[START OF Document excerpt]
Before taking the exam, all of the following requirements must be met:
|A College Accelerator Study.com membership.|
|Completed the entire Education 106: Introduction to Early Childhood Education course and achieved 100% Course Progress.|
|Not attempted to take this exam within the last three days.|
|Have available proctored exams in this month of membership.|
|Complete the exam readiness quiz.|
Please complete all of the pre-requirements in the Pre-Exam Checklist in order to take the exam.
Exam Process Details
1. Register For Exam
Registering for the exam is simple. First, be sure you meet the system requirements. Next, you'll need to agree to the academic integrity policy. Then just confirm your name and the exam name, and you're ready to go!
2. Download Software Secure
You'll receive an unique access code. Please write this down — you'll need it to take the exam. Then download Software Secure and follow the installation instructions.
3. Take Exam
The exam contains 50 - 100 multiple choice questions. You will have two hours to complete the exam, so don't start until you're sure you can complete the entire thing. And remember to pace yourself!
4. Get Exam Results
We will send you an email with your official exam results within 1 to 2 weeks. If you would like to raise your grade after receiving your exam results, you can retake quizzes with fewer than 3 attempts. You will then need to retake the final exam.
[END OF Document excerpt]
• **Given request a**
Answer these questions about the exam requirements excerpt, one per line:
(i) Within how many days must a candidate not have attempted the exam before?
(ii) How much time is given to complete the exam?
(iii) Within what period are the official exam results sent by email?
The text and the rows have no connection to each other.
[START OF Materials provided]
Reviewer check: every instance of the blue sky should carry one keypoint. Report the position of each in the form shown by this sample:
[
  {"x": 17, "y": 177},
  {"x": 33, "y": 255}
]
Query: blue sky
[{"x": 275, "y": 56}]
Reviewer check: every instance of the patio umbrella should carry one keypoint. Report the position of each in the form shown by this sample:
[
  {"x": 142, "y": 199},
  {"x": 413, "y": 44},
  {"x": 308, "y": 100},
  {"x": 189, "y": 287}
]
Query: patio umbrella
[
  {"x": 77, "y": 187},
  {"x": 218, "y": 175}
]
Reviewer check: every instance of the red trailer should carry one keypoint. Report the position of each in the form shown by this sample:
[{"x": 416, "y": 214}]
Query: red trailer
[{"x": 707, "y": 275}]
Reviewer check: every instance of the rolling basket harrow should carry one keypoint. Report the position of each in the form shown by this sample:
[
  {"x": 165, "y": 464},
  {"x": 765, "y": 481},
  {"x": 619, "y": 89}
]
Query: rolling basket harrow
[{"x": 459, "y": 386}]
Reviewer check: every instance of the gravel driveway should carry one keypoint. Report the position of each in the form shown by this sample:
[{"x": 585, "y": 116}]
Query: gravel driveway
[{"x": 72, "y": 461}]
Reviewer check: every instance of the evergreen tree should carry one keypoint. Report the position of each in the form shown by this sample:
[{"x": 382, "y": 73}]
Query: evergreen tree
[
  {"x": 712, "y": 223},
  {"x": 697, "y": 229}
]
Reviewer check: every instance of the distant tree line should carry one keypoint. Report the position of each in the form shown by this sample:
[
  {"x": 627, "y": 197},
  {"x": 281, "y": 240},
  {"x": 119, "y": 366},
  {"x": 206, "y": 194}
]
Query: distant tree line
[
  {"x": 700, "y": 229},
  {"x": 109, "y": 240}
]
[END OF Materials provided]
• **Given request b**
Return every line of the rows that contains the word "trailer", matching case.

• **Exercise result a**
(i) Three days.
(ii) Two hours.
(iii) Within 1 to 2 weeks.

• **Exercise result b**
Reviewer check: every instance of the red trailer should carry one keypoint. Report the position of each in the form shown by this sample:
Query: red trailer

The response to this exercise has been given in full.